*STATED TASK*
Rewrite the whole listing below as a numbered list with no blank lines, and leave the picture out.
# START OF DATA PROVIDED
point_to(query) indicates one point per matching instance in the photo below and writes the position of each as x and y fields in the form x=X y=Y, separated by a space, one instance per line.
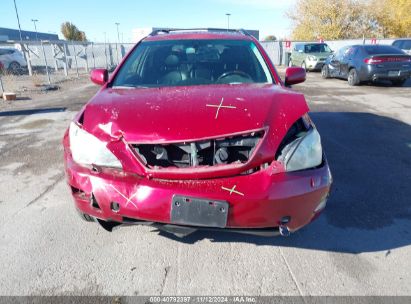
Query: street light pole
x=118 y=41
x=35 y=27
x=228 y=20
x=18 y=20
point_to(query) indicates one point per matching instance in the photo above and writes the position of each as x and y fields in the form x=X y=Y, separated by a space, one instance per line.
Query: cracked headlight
x=88 y=150
x=304 y=152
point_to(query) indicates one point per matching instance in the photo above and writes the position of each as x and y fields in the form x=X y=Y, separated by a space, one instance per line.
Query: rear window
x=381 y=49
x=406 y=45
x=193 y=62
x=317 y=48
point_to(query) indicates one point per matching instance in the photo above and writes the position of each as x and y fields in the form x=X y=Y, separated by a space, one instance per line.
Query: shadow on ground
x=370 y=204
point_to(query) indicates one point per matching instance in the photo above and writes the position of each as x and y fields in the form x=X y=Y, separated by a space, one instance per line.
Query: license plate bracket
x=193 y=211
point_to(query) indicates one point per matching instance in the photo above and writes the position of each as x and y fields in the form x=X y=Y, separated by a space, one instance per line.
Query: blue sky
x=96 y=17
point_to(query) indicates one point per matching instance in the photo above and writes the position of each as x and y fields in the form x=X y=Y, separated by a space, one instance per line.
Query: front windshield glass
x=316 y=48
x=193 y=62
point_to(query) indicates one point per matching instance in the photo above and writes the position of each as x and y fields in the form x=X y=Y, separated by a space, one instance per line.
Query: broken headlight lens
x=89 y=150
x=304 y=152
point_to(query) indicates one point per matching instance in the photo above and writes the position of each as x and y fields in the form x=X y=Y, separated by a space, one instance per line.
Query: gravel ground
x=361 y=245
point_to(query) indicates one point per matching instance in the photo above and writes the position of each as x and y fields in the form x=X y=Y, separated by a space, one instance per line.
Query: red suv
x=195 y=129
# END OF DATA PROVIDED
*COMPLETED TASK*
1. point_to(query) indicates one point per matching instance in the photo below and writes the position of each as x and y fields in the form x=X y=Y, separated by a space, one instance per line.
2. Query: street light pole
3. x=118 y=41
4. x=35 y=27
5. x=228 y=20
6. x=18 y=20
7. point_to(query) indicates one point per matching instance in the photo above and writes the position of each as x and y fields in the form x=X y=Y, separated by a space, one instance per line.
8. Query: cracked headlight
9. x=88 y=150
10. x=304 y=152
11. point_to(query) indicates one point per matching instance in the photo above and writes the position of each as x and y fields in the form x=X y=Y, separated by a space, one instance per line.
12. Query: rear window
13. x=381 y=49
14. x=406 y=45
15. x=193 y=62
16. x=317 y=48
17. point_to(query) indicates one point per matching instance in the photo above and writes the position of each as x and y fields in the form x=X y=Y, separated by a space, one instance per line.
18. Query: shadow on ground
19. x=370 y=204
20. point_to(query) indicates one point per matching instance in the photo above and writes the position of each as x and y fields in the form x=X y=Y, separated by a space, one instance per line.
21. Query: license plate bracket
22. x=193 y=211
23. point_to(query) indicates one point per matching instance in the photo above and writes the position of each as x and y fields in the form x=X y=Y, separated by a space, one instance per line.
24. Query: blue sky
25. x=96 y=17
26. point_to(query) indicates one point per matching instance in the photo above and writes the position of each as x and y fields in the form x=X y=Y, separated by a space, one instance per line.
27. Query: front windshield glass
28. x=316 y=48
29. x=193 y=62
30. point_to(query) indicates one point per matching instance in the photo above and writes the position of each as x and y fields in the form x=X y=Y, separated by a space, one instance per line.
31. Query: broken headlight lens
32. x=89 y=150
33. x=304 y=152
34. point_to(query) indicates one point per matching instance in the photo above and writes the position of each as x and y fields in the form x=X y=Y, separated by a space, one instance per line.
35. Query: gravel ground
36. x=361 y=245
37. point_to(query) indicates one point per matching instance in the photo above and writes the position of each as x and y fields in the form x=X y=Y, separated by a space, one instance per line.
38. Query: red suv
39. x=195 y=129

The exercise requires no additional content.